--- WORK INSTRUCTIONS ---
Repeat the entries that follow verbatim, without any of their pictures.

--- Pointing and labeling entries ---
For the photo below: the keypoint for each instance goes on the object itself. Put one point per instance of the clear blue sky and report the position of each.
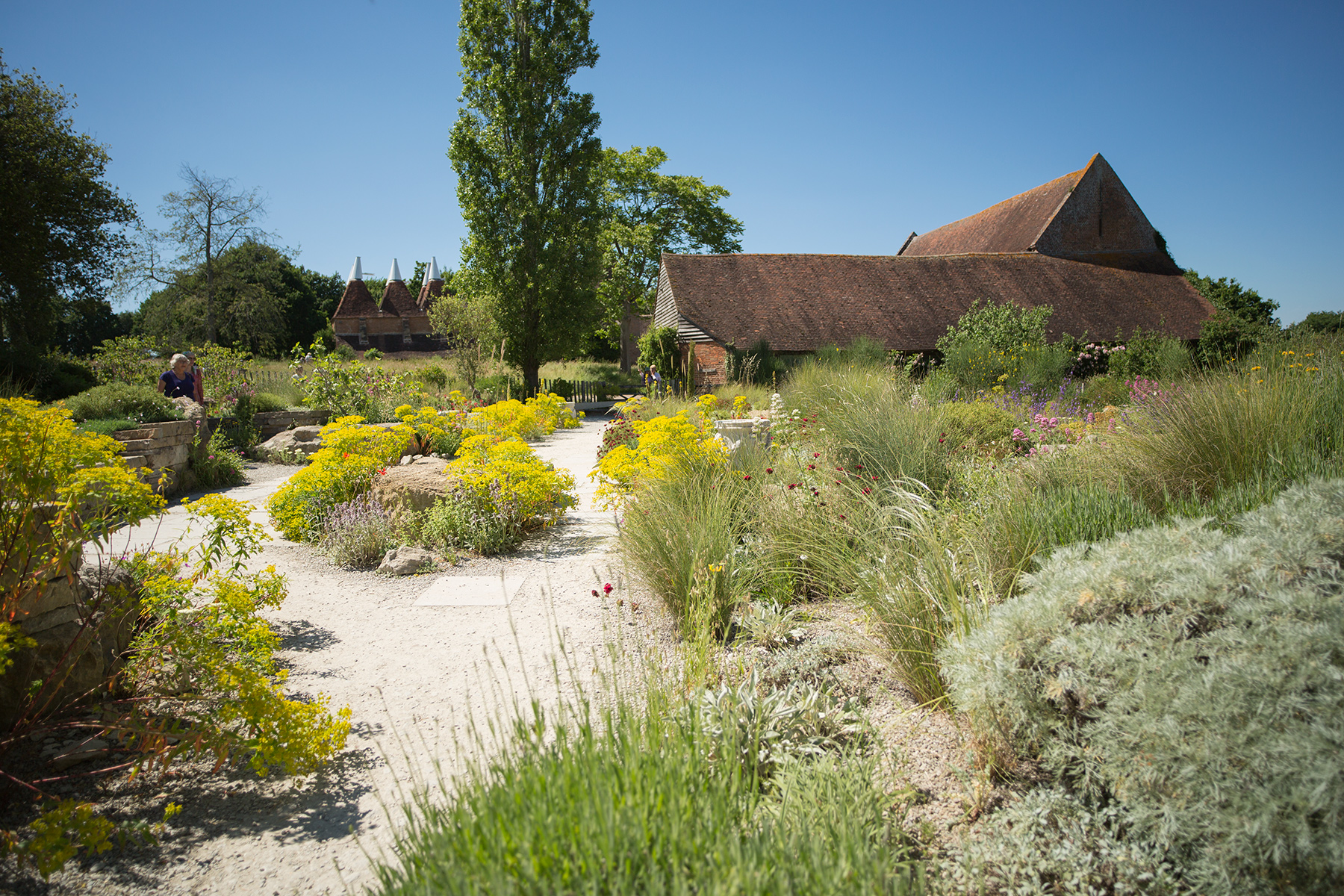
(838, 128)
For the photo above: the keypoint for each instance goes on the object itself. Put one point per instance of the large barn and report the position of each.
(398, 323)
(1078, 243)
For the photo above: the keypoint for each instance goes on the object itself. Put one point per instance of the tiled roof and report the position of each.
(801, 302)
(356, 301)
(398, 300)
(430, 289)
(1012, 226)
(1085, 215)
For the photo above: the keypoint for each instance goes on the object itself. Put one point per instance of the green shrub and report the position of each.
(433, 375)
(109, 426)
(1149, 355)
(1104, 391)
(1053, 842)
(358, 534)
(485, 524)
(1001, 327)
(638, 802)
(974, 422)
(1192, 676)
(268, 403)
(218, 462)
(141, 403)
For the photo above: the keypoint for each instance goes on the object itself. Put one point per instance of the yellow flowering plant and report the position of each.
(492, 470)
(662, 442)
(344, 467)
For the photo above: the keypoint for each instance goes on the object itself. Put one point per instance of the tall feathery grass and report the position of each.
(645, 795)
(1265, 429)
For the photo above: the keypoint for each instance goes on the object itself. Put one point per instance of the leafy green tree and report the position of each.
(1228, 294)
(1003, 327)
(470, 323)
(264, 302)
(208, 218)
(526, 152)
(60, 223)
(1322, 323)
(648, 214)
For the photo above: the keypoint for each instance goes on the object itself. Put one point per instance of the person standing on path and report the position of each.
(178, 382)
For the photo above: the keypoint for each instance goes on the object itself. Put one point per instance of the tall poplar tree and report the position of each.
(527, 156)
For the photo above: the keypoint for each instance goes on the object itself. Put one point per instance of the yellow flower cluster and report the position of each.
(530, 421)
(663, 442)
(542, 492)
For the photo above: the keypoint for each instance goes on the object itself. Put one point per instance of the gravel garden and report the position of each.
(1036, 618)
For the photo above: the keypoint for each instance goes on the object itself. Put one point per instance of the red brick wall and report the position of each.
(712, 366)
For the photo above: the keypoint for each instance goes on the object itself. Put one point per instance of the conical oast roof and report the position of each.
(432, 287)
(356, 301)
(396, 299)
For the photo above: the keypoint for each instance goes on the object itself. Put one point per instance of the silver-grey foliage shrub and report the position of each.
(1195, 679)
(1054, 842)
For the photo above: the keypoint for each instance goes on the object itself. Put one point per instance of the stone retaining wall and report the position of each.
(155, 447)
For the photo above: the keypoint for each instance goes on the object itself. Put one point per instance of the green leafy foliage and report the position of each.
(141, 403)
(60, 226)
(1001, 327)
(358, 534)
(1229, 296)
(658, 347)
(1054, 842)
(1191, 676)
(527, 159)
(651, 801)
(648, 214)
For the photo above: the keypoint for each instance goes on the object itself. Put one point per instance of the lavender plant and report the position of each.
(358, 534)
(476, 523)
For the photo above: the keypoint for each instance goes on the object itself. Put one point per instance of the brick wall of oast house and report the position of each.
(712, 364)
(385, 334)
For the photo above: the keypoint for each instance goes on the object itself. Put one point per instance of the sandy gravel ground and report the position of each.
(413, 657)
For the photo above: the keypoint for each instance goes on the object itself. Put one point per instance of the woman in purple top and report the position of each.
(178, 382)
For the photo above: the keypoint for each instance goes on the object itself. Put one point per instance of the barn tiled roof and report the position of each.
(801, 302)
(1012, 226)
(356, 301)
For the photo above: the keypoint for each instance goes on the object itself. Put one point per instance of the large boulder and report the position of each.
(411, 487)
(406, 561)
(302, 440)
(80, 628)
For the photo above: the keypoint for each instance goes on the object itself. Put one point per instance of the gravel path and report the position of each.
(411, 657)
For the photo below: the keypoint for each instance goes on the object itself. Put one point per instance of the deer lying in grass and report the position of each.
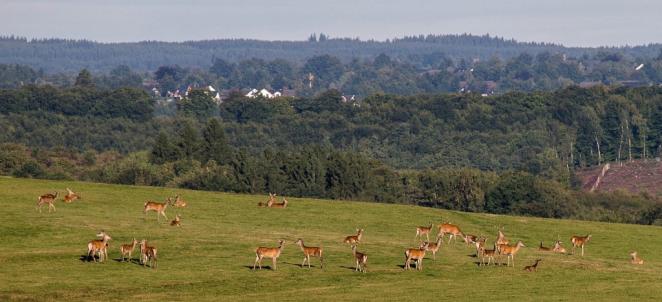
(634, 259)
(510, 251)
(268, 252)
(423, 230)
(157, 207)
(127, 249)
(579, 241)
(361, 260)
(533, 267)
(415, 254)
(47, 198)
(99, 246)
(354, 239)
(71, 196)
(147, 253)
(309, 251)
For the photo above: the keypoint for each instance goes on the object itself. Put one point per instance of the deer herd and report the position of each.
(501, 246)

--- EXERCISE RESULT ---
For the photo below: the keypoint for each instance goes on the object itself. Put one point per instance of the clear blue sky and report the position of each.
(838, 128)
For the photo above: the keypoint for each instance goes on the object itself. Put one point per instance of the large barn and report the position of each.
(398, 323)
(1078, 243)
For the photo above: the keypoint for each instance goes on the object itself. Put one point per instance of the tiled roof and report the position of each.
(801, 302)
(356, 301)
(398, 300)
(430, 289)
(1012, 226)
(1085, 215)
For the photo above: the keypoint for each instance goes on the object itself. Put one point per instance of the green shrub and report the position of each.
(433, 375)
(109, 426)
(1149, 355)
(1104, 391)
(1053, 842)
(358, 534)
(485, 524)
(1001, 327)
(638, 802)
(974, 422)
(1192, 676)
(268, 403)
(218, 462)
(141, 403)
For the photo above: the keypoint for each instance goes on the object itself. Put one point per instance of the yellow flowering plant and report the position of each.
(492, 470)
(662, 442)
(344, 467)
For the photo above: the keypoint for each instance goes on the object itself. Put one point per instance of the tall feathery grass and report the position of each.
(645, 795)
(1265, 429)
For the photo above: the keypoint for each instance goes on the object itself. Put one point per instance of the leafy green tree and report the position of each.
(1228, 294)
(1003, 327)
(470, 323)
(264, 302)
(208, 218)
(526, 152)
(60, 223)
(1322, 323)
(648, 214)
For the photo above: the keypoint for each instance goes on the object itself. Put one point per instance of the person standing on path and report the position of each.
(178, 382)
For the photo above: the keypoint for each instance goes on the object itself. Put one point per instance of the tall poplar tree and report the position of each.
(527, 156)
For the photo above: the keypoint for each instance goes on the object itself. Put one point per instance of the yellow flower cluster and report the position of each.
(530, 421)
(663, 442)
(542, 492)
For the photo above: the keypoint for each instance goes on the object itself. Put one point per instance of the gravel garden and report the position of each.
(1036, 618)
For the photo above: the keypoint for each instance goes on the object itself. Put one point per instance of the red brick wall and report the position of each.
(712, 366)
For the photo above: the keypoint for each instance goes on the object itself. Put one point per instance of the conical oast roof and report the position of each.
(432, 287)
(356, 301)
(396, 299)
For the photo above: the keypoint for each instance goes on the object itself. Put one point per instance of the silver-grey foliage shrub and report the position of each.
(1195, 679)
(1054, 842)
For the photo above: the keypoint for each instance goes on the object itself. Put one point per instance of the stone retaining wall and report the position of each.
(155, 447)
For the photo above: the keypoint for each instance goes on the object itself. Put one point per instance of the green leafy foliage and report the position of each.
(141, 403)
(60, 226)
(1001, 327)
(358, 534)
(1229, 296)
(658, 347)
(1054, 842)
(1191, 676)
(527, 159)
(651, 801)
(648, 214)
For the photo above: the keypoint for each instance goes on the object itself. Put one point per instance of the lavender plant and report the position of each.
(358, 534)
(476, 523)
For the photo above: the keypoint for each instance goes on the object itself. Put one point per instance of the brick wall of oast house and report the position of each.
(712, 364)
(385, 334)
For the photo above: the keypoint for each instance goes on the object itself. Put one point per instance of the sandy gravel ground and report the position of each.
(413, 657)
For the photo above: the keypoint for each instance goes on the object itself. Put one point per instance of the woman in purple top and report the position of each.
(178, 382)
For the photo above: the keypoint for each instance goes on the object itself. Put one point per instance of the barn tiled roof and report the position of each.
(801, 302)
(1012, 226)
(356, 301)
For the photo above: the keypoint for each instance goes on the object itself. Put one point per instance of the large boulder and report the position of each.
(411, 487)
(406, 561)
(302, 440)
(80, 628)
For the photo above: the keypoint for each instance goes on the object itself. Put one point per instance of the gravel path and report the position of each.
(411, 657)
For the photo below: the keypoint for each instance goes on the object itself. Put one point per instance of the deer lying in grass and report the position of each.
(634, 259)
(510, 251)
(268, 252)
(423, 230)
(157, 207)
(127, 249)
(579, 241)
(361, 260)
(533, 267)
(415, 254)
(47, 198)
(99, 246)
(354, 239)
(71, 196)
(147, 253)
(309, 251)
For the photo above: the keypoint for each instance goes on the object itself. Put one point per instance of the deer herd and report the position of each.
(501, 246)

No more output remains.